Please rewrite the material below with "put a pin on" changed to "mark" everywhere, keeping all else unchanged.

──────── RECORDED DATA

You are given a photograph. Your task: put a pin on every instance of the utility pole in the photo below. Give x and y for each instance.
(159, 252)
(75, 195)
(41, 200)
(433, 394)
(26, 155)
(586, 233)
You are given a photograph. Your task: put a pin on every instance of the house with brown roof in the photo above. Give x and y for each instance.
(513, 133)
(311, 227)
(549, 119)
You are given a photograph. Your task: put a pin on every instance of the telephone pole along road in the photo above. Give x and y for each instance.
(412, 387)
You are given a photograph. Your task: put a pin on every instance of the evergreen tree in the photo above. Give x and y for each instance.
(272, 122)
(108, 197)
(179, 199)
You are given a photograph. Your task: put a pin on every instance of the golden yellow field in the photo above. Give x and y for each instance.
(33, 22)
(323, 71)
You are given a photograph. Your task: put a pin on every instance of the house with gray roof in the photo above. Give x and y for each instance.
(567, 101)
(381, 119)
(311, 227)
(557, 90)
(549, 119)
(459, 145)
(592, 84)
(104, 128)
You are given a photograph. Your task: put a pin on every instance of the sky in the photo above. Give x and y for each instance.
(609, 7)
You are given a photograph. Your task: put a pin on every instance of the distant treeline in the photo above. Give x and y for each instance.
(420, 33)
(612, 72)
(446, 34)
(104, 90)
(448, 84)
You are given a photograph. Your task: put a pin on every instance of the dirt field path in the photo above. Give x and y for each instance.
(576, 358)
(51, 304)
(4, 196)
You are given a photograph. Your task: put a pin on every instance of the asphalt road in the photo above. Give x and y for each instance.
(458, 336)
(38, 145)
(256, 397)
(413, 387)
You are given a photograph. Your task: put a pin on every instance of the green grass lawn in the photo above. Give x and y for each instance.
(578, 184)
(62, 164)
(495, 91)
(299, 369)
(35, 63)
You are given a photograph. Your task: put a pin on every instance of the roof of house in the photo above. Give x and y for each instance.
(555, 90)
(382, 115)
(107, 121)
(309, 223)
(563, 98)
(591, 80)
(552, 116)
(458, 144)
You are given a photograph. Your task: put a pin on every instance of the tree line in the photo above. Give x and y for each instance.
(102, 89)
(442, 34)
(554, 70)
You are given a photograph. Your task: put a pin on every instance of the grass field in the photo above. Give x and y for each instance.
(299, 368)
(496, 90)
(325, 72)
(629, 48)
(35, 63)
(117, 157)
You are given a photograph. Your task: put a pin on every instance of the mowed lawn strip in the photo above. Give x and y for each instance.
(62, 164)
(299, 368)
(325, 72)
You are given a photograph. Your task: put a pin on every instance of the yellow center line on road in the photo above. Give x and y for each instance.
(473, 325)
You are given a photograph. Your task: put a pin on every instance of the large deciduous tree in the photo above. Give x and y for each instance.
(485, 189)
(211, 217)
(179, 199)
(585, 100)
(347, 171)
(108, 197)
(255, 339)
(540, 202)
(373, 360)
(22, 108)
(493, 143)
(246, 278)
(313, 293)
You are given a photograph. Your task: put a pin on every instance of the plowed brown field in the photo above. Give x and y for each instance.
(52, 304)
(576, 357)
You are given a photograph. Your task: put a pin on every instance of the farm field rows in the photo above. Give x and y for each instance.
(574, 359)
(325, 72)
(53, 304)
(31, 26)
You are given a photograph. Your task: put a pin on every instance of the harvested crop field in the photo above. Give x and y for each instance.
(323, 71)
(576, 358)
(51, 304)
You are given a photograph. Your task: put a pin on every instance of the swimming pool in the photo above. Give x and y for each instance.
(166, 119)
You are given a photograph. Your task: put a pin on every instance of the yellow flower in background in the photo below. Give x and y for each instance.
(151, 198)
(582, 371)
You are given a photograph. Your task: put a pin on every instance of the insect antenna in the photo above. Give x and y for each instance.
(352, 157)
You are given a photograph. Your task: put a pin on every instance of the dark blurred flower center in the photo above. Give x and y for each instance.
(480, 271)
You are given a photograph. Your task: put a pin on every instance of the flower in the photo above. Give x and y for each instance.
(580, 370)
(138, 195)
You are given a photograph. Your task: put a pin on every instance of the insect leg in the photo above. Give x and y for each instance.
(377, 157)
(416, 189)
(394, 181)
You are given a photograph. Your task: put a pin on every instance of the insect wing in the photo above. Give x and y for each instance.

────────────────

- _SOLUTION TO THIS EXERCISE_
You are given a photograph. Your task: mark every instance of the utility pole in the photo below. Give x and y for each instance.
(159, 252)
(75, 195)
(41, 200)
(433, 394)
(26, 155)
(586, 233)
You are given a photograph. Your task: mark every instance of the house with brown roof in the photo above. Give x and y for each instance.
(513, 133)
(311, 227)
(549, 119)
You are given a photograph. Your task: mark every instance of the telephone pole along road in the photo above. Give x and y for each instance.
(412, 387)
You are given a photograph. Your task: mark every instance of the evergreen tree in the photo above. Give x and y for each instance.
(272, 122)
(108, 197)
(179, 199)
You are given a photograph. Your task: mark every instance of the golden yellow field in the photo above. Give x and y for each instance.
(33, 22)
(323, 71)
You are given a photograph. Your task: mark every instance of the house with gray roof in the photo above. Give x and y for each instance.
(567, 101)
(381, 119)
(311, 227)
(557, 90)
(549, 119)
(459, 145)
(592, 84)
(104, 128)
You are given a photograph. Your task: mark every instance of the sky in the photo above. Give x and y for each instance.
(609, 7)
You are given a photograph. Your task: mark every instance of the distant treeline in the photo above. Give x and y for each instance.
(420, 33)
(612, 72)
(446, 34)
(104, 90)
(448, 84)
You are given a photograph. Your task: mark every instance of the dirt field path in the photo above. Give x and y for each instance.
(576, 358)
(51, 304)
(4, 196)
You are given a photograph. Your task: mark every instance of the asphalt road in the photo above. Give x and y for each instance.
(458, 336)
(38, 145)
(256, 397)
(413, 387)
You are given a photograph. Your task: mark every instance of the green grass lawn in the photo above. Give x and y for each instance.
(578, 184)
(62, 164)
(495, 91)
(299, 369)
(35, 63)
You are given a photograph. Your task: mark every instance of the roof of house in the photo above. Give x and y for each instance.
(555, 90)
(382, 115)
(107, 121)
(309, 223)
(563, 98)
(591, 80)
(552, 116)
(458, 144)
You are given a photograph. Your task: mark every instance of the tree line in the photo above. Give x and y for each instance.
(102, 89)
(442, 34)
(554, 70)
You are given a photograph. Your task: mark every instance of the grass field in the photo above. Give x and y for each instance.
(299, 368)
(496, 90)
(325, 72)
(629, 48)
(35, 63)
(117, 157)
You are given a photograph. Your task: mark every instance of the mowed lawn strip in the photo above. Give x and y for each instance.
(62, 164)
(299, 368)
(325, 72)
You are given a photograph. Your task: mark every instance of the yellow center line on road in the photo above. Give x and y for each instance.
(473, 325)
You are given a photograph. Your task: mark every instance of the large deciduous tree in the photo above. Give x and y for each instance.
(485, 189)
(211, 217)
(179, 199)
(585, 100)
(347, 171)
(108, 197)
(255, 339)
(540, 202)
(373, 360)
(22, 108)
(493, 143)
(246, 278)
(313, 293)
You are given a photograph. Your task: mark every instance of the plowed brown field in the photo above. Give x and y for each instance.
(52, 304)
(576, 357)
You are given a photograph. Your task: mark every instance of the farm field rows in the photo above. Give x and y for each instance.
(574, 359)
(325, 72)
(53, 304)
(31, 26)
You are given a photograph. Your task: mark every instance of the harvested crop field in the photo above. Give x and y for each instance.
(323, 71)
(576, 358)
(51, 304)
You are given a photograph. Your task: mark every instance of the swimming pool in the photo above. Give x and y for each instance.
(166, 119)
You are given a photograph. Your task: mark every instance of the yellow flower in background in the photo below. Give x and y for each instance.
(151, 198)
(582, 371)
You are given a photograph. Your task: mark every instance of the insect antenna in the photo above. Give x and y for each instance.
(352, 157)
You are given a photograph. Your task: mark every instance of the dark blurred flower center in the photo above. Give x and y for each instance.
(480, 271)
You are given a photograph. Your task: mark every instance of the flower in the photo above. Give x and y for each instance.
(580, 370)
(138, 195)
You are given a photograph. Your task: mark every instance of the insect leg in the photo above. Give x and y for each instance.
(377, 157)
(416, 189)
(394, 181)
You are given a photograph. Your task: mark every instance of the insect wing in the photo above. Give x and y for each instance.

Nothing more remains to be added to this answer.